TO DO |
- a) In the Xenomai mailing-list message, which script does the quoted porting guide say can supply the compilation flags?
- b) Write the next part of the Xenomai mailing-list message, picking up after its final quoted sentence.

-- Start of SELECTED PASSAGE --

[Xenomai] Porting a library to Xenomai

Gilles Chanteperdrix gilles.chanteperdrix at xenomai.org
Fri Dec 11 14:20:12 CET 2015


On Fri, Dec 11, 2015 at 01:44:01PM +0100, Leopold Palomo-Avellaneda wrote:
> Hi,
> 
> I'm working to make a library to work with Xenomai. It's a library that has a 
> thread and open a socket to communicate with an external device via network.
> 
> I have read the guide "Porting a Linux application to Xenomai dual kernel [1]" 
> but still I have some doubts in some details. So, here my topics without any 
> importance order:
> 
> - What is the recommended way to obtain the link, flags, etc information to 
> build an application that use Xenomai? xeno-config, pkg-config, some build 
> macros to find the information, ... 

Quoting the document you say you have read:
"Compilation flags

To ease that task, the xeno-config script, installed when compiling
Xenomai user-space support, is able to give you these flags. (...) 
Beware: this way of obtaining the compilation flags is recommended,
if for anything because it will make using a different release of
Xenomai easier: the flags may change between two different releases."

-- End of SELECTED PASSAGE --
-- Start of RECORD EXCERPTS --

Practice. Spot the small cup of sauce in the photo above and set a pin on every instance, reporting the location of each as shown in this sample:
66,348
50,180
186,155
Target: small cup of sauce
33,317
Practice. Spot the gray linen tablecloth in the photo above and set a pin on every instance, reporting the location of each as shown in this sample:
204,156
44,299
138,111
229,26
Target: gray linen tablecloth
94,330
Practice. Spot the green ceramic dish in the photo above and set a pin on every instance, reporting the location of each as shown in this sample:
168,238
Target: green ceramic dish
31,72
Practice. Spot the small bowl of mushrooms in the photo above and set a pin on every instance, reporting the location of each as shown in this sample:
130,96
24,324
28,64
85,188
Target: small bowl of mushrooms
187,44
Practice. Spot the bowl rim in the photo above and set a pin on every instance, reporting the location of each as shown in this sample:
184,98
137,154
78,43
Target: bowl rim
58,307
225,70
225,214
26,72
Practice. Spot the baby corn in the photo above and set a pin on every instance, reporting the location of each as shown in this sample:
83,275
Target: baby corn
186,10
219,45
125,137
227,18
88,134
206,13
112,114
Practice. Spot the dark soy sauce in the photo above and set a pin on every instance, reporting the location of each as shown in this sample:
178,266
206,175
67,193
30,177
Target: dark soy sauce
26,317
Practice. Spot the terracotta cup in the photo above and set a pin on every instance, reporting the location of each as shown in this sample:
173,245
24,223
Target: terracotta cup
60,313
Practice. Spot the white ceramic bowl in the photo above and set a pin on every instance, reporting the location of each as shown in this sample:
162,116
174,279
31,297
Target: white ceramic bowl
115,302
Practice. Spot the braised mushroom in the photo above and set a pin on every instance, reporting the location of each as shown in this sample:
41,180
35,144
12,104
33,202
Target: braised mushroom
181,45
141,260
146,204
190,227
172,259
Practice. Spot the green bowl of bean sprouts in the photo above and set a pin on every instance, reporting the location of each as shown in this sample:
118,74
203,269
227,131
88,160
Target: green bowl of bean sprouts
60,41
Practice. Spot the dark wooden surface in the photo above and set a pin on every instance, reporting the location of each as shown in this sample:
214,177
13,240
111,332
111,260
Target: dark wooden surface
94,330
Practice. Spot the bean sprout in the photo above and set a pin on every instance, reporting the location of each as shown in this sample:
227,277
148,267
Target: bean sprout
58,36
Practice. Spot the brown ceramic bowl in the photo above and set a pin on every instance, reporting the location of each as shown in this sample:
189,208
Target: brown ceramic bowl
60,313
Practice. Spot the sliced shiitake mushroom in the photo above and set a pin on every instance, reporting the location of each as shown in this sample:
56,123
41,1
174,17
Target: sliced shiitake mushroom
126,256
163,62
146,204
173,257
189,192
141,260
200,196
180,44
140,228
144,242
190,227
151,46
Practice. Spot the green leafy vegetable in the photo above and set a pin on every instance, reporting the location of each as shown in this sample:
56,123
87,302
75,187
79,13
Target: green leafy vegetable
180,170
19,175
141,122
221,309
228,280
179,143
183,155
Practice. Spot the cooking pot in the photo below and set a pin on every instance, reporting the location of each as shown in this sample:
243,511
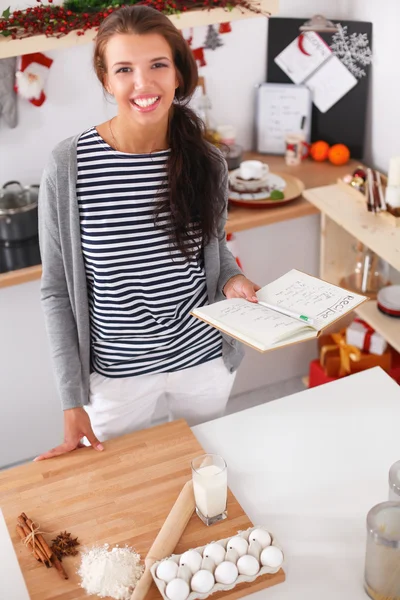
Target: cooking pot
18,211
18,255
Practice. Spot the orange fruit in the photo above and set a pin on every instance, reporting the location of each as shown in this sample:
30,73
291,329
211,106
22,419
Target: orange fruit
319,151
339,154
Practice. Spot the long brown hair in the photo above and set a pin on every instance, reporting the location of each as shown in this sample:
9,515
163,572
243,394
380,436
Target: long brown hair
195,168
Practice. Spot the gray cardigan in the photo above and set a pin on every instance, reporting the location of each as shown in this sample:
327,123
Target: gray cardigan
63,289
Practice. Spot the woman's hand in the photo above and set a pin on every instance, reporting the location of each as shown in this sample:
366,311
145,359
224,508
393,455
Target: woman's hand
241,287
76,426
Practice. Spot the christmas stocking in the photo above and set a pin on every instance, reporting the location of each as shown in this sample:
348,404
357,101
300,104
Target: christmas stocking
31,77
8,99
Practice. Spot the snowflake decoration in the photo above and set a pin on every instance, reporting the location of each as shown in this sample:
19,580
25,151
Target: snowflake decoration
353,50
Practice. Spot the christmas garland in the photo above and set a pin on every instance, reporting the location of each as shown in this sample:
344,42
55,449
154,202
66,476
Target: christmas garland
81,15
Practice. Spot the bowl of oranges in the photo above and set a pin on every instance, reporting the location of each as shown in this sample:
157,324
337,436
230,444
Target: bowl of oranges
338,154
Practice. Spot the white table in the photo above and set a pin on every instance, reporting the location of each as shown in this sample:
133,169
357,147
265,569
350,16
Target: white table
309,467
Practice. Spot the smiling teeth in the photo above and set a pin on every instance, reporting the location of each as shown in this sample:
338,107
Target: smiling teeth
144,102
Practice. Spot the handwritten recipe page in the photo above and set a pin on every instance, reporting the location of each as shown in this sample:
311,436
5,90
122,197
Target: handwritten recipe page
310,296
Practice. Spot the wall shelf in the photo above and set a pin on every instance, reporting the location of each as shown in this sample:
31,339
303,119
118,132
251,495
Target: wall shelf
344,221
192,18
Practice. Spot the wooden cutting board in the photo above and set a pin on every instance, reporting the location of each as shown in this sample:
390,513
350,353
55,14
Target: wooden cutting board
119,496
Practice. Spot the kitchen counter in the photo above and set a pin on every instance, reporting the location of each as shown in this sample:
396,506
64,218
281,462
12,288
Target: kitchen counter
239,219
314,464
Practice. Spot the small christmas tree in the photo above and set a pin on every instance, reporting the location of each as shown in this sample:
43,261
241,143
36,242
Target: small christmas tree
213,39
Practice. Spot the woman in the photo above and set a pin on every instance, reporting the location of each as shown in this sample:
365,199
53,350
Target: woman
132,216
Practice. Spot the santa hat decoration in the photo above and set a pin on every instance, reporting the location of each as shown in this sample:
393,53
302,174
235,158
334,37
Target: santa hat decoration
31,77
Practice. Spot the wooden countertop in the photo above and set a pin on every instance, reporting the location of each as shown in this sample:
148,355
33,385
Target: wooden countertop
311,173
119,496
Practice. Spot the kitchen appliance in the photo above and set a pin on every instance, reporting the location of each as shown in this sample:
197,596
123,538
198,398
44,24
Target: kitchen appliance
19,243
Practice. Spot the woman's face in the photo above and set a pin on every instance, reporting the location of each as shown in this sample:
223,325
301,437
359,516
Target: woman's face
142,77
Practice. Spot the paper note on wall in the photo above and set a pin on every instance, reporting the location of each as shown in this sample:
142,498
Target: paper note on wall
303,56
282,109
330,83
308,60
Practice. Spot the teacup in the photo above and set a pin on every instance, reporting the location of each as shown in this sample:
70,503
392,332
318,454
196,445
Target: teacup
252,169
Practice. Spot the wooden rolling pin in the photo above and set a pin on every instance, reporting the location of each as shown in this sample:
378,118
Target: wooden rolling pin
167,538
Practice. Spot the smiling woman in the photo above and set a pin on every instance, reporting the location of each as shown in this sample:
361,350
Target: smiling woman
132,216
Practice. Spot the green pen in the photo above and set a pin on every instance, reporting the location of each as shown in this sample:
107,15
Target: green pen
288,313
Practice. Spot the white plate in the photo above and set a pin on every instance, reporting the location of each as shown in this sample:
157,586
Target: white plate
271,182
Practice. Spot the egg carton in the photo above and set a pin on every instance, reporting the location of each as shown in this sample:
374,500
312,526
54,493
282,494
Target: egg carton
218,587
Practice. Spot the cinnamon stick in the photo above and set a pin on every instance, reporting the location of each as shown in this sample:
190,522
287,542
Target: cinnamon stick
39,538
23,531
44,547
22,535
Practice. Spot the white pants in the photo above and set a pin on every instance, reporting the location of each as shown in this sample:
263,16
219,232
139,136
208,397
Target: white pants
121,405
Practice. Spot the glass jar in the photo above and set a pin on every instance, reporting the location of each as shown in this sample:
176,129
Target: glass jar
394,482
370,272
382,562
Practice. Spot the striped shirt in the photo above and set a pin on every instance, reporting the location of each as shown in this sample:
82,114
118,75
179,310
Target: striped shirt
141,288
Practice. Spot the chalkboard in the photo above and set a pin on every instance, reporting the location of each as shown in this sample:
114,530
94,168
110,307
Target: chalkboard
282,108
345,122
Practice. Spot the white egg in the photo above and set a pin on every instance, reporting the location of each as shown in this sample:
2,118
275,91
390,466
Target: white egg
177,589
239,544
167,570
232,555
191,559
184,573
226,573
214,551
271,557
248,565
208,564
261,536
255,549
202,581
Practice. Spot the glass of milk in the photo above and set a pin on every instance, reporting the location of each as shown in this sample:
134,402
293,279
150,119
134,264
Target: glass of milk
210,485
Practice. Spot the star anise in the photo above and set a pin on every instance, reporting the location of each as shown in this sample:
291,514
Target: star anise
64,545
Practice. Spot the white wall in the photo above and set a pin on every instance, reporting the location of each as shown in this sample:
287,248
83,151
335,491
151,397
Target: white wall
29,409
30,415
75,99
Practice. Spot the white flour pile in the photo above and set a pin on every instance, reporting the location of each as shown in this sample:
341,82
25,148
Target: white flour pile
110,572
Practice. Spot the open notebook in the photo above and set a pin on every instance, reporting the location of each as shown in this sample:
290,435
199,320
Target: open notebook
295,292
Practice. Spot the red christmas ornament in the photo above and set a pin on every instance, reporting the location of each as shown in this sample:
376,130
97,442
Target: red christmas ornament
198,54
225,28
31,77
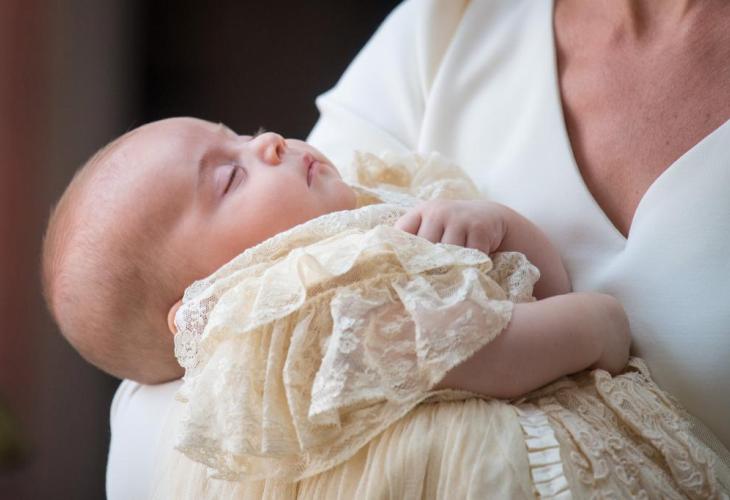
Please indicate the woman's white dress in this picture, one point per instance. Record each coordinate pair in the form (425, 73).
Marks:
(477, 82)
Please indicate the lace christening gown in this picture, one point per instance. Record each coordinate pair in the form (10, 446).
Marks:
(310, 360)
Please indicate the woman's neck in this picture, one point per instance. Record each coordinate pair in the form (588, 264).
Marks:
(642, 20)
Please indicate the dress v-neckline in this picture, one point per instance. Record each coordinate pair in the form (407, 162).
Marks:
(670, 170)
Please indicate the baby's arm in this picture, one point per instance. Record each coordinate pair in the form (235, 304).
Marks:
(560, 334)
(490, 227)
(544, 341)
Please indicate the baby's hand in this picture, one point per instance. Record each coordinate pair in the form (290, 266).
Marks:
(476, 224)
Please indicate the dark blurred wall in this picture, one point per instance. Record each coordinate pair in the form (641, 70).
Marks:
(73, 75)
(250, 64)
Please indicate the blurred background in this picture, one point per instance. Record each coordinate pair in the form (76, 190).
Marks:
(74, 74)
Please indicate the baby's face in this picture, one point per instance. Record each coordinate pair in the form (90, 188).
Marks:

-- End of RECORD EXCERPTS --
-- Start of RECORD EXCERPTS --

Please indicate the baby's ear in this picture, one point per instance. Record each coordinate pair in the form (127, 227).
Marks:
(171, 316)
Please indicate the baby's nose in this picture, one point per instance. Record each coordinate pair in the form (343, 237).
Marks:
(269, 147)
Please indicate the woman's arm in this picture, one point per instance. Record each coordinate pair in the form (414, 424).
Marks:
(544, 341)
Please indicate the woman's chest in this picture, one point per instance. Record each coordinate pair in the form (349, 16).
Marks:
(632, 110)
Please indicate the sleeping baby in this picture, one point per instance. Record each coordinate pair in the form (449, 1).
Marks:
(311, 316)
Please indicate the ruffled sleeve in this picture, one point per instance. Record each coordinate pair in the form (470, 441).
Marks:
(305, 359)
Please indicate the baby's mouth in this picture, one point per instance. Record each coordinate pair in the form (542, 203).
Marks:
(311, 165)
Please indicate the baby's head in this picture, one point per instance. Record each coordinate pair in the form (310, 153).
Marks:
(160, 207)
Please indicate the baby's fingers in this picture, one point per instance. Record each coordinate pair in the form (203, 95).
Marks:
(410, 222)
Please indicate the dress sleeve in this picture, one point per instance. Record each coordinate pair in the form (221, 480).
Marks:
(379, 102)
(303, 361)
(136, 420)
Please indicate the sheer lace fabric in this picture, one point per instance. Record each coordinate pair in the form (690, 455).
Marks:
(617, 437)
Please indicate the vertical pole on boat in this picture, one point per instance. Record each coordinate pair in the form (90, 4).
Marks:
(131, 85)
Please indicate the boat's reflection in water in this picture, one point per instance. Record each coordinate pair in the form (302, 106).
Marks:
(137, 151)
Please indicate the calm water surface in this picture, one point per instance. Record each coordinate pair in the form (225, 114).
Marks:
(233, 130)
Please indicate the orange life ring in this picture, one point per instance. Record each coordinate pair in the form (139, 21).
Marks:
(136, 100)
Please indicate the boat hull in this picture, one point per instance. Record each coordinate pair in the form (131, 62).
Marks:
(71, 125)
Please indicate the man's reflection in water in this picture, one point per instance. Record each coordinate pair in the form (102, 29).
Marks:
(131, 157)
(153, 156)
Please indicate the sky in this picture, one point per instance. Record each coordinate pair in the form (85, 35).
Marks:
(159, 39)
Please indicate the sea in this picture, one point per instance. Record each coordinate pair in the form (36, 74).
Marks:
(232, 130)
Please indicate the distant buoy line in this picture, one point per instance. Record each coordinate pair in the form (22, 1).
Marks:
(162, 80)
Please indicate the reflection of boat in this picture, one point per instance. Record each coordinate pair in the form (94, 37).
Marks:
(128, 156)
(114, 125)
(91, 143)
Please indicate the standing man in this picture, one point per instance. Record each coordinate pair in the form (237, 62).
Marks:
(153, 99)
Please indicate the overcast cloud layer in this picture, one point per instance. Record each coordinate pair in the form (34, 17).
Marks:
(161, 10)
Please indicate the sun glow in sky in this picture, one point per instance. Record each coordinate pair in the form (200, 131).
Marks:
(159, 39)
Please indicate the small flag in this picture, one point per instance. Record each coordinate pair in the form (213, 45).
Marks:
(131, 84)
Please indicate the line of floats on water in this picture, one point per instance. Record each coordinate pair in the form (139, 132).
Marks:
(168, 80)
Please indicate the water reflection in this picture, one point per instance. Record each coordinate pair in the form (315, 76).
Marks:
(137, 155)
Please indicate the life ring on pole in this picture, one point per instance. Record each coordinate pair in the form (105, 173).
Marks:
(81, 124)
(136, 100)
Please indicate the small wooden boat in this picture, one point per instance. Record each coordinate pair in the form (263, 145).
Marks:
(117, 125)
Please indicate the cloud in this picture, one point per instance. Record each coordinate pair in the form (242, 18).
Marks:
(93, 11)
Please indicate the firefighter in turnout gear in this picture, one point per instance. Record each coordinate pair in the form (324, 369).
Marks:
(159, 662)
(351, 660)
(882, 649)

-- End of RECORD EXCERPTS --

PER-TASK OUTPUTS |
- a) The xeno-config script.

- b)
> 
> - I would like to have a code that could be used with an Standard POSIX or a 
> Xenomai. I thought that protecting my code with some #ifdef __XENO__ I could 
> choose which part is specific to Xenomai and which no. However, I'm a bit 
> confused, because then, I don't understand what is the utility of the wrap 
> script. Please, could you elaborate a bit more this part, especially focused 
> in an application the could use an standard network interface or rtnet 
> version.

Quoting the documentation again: "Use of Linux original services

It may happen that you would like to use Linux services instead of
Xenomai POSIX skin overloaded services. In this case, the –wrap
mechanism described in section Under the hood: the –wrap flag.
offers a solution: prefix the name of the service you would like to
use with the __real_ prefix, such as, for instance
__real_pthread_create.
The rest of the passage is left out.